* YOUR GOAL
Update the rows below by replacing "lily pad" with "water lily leaf" and leaving everything else unchanged. Omit the pictures from your answer.

— begin EXERCISE DATA —

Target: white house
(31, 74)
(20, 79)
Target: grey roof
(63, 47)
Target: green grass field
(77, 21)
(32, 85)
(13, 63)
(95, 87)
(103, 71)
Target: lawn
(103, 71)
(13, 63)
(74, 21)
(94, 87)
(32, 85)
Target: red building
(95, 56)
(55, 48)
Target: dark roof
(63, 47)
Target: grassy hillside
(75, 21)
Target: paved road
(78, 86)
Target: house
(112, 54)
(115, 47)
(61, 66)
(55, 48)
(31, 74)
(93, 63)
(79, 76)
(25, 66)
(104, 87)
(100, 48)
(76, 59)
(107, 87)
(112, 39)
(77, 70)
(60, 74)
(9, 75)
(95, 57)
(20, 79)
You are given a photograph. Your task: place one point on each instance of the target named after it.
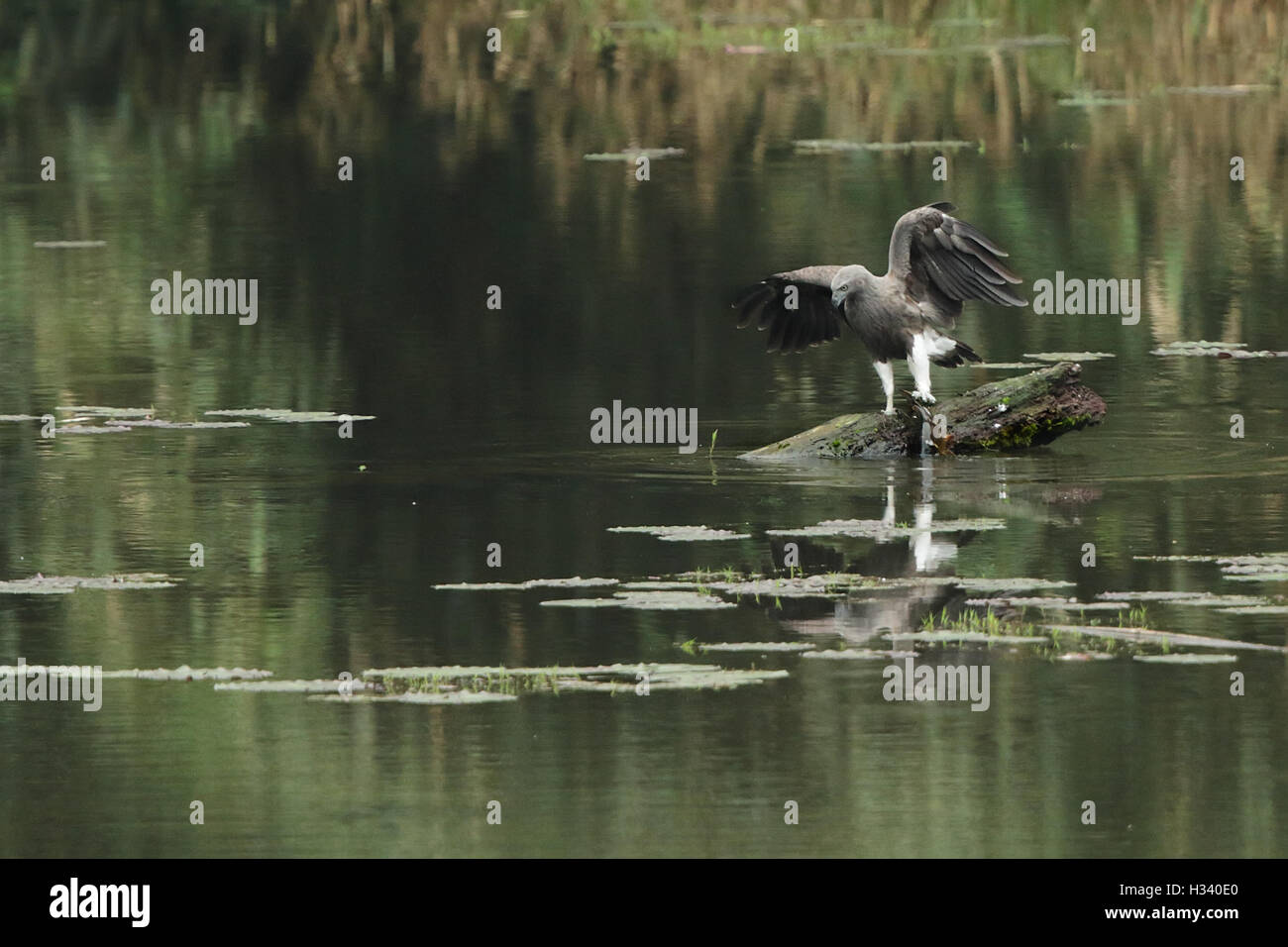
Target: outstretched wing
(814, 320)
(943, 261)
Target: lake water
(321, 552)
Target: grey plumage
(936, 262)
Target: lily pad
(1144, 635)
(1009, 583)
(1086, 656)
(949, 635)
(59, 585)
(879, 528)
(619, 678)
(1065, 604)
(647, 600)
(99, 410)
(1069, 356)
(575, 582)
(858, 655)
(632, 154)
(1184, 598)
(290, 416)
(442, 698)
(683, 534)
(1216, 350)
(1185, 659)
(820, 146)
(90, 429)
(172, 425)
(318, 685)
(758, 647)
(180, 673)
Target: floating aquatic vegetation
(1183, 598)
(185, 673)
(1069, 356)
(575, 582)
(619, 678)
(656, 585)
(1218, 350)
(1009, 583)
(60, 585)
(171, 425)
(880, 528)
(1085, 656)
(1144, 635)
(1260, 567)
(318, 685)
(442, 698)
(1185, 659)
(647, 600)
(951, 635)
(180, 673)
(683, 534)
(632, 154)
(858, 655)
(99, 410)
(290, 416)
(91, 429)
(758, 647)
(820, 146)
(1065, 604)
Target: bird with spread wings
(936, 262)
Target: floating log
(1008, 415)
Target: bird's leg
(887, 372)
(918, 364)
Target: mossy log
(1008, 415)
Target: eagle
(936, 262)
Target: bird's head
(848, 279)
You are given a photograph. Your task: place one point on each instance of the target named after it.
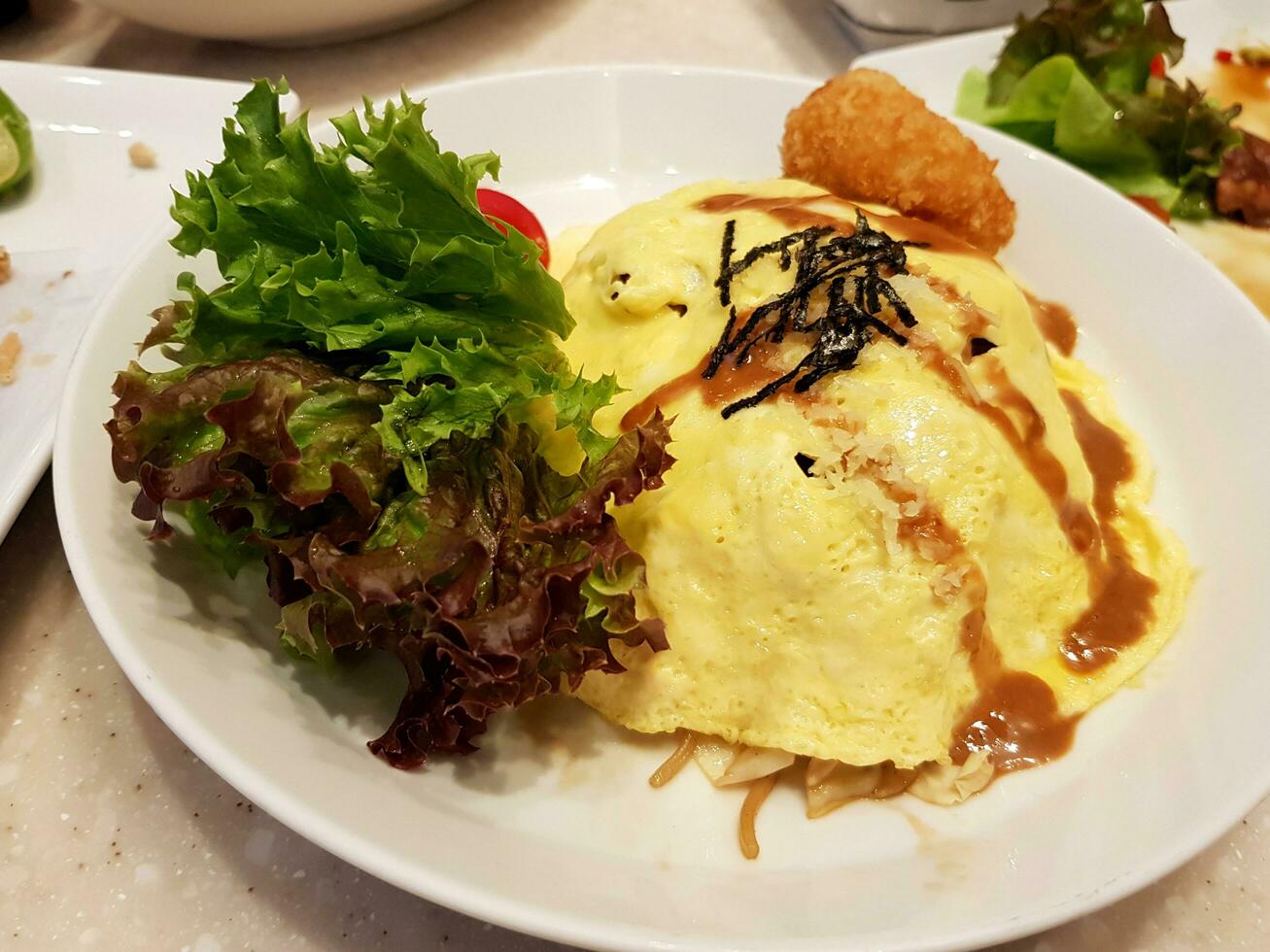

— end EXERCISE DATA —

* TASK ANSWER
Target: white house
(31, 74)
(20, 79)
Target: grey roof
(63, 47)
Target: green grass field
(77, 21)
(32, 85)
(13, 63)
(95, 87)
(103, 71)
Target: lawn
(103, 71)
(13, 63)
(74, 21)
(94, 87)
(32, 85)
Target: red building
(95, 56)
(55, 48)
Target: dark roof
(63, 47)
Target: grassy hillside
(75, 21)
Target: paved road
(78, 86)
Target: house
(112, 54)
(115, 47)
(61, 66)
(55, 48)
(31, 74)
(93, 63)
(79, 76)
(25, 66)
(104, 87)
(100, 48)
(76, 59)
(107, 87)
(112, 39)
(77, 70)
(60, 74)
(9, 75)
(95, 57)
(20, 79)
You are given a photograph. Your task: place one point on each instance of the target named after it.
Target: outstretched wing
(814, 320)
(943, 261)
Target: lake water
(321, 552)
Target: grey plumage
(936, 262)
Target: water lily leaf
(1144, 635)
(1009, 583)
(1086, 656)
(949, 635)
(59, 585)
(879, 528)
(619, 678)
(1065, 604)
(647, 600)
(99, 410)
(1069, 356)
(575, 582)
(858, 655)
(632, 154)
(1184, 598)
(290, 416)
(442, 698)
(683, 534)
(1216, 350)
(1185, 659)
(820, 146)
(90, 429)
(172, 425)
(318, 685)
(758, 647)
(180, 673)
Target: floating aquatic vegetation
(1183, 598)
(185, 673)
(1069, 356)
(575, 582)
(619, 678)
(656, 585)
(1218, 350)
(1009, 583)
(60, 585)
(171, 425)
(880, 528)
(1085, 656)
(1144, 635)
(1260, 567)
(318, 685)
(442, 698)
(1185, 659)
(647, 600)
(951, 635)
(180, 673)
(683, 534)
(632, 154)
(858, 655)
(99, 410)
(290, 416)
(91, 429)
(758, 647)
(820, 146)
(1065, 604)
Target: bird with spread wings
(936, 262)
Target: floating log
(1008, 415)
Target: bird's leg
(887, 372)
(918, 364)
Target: mossy log
(1008, 415)
Target: eagle
(936, 262)
Target: bird's head
(848, 279)
You are given a photograph. Your task: place one point on each instance of the target named after it.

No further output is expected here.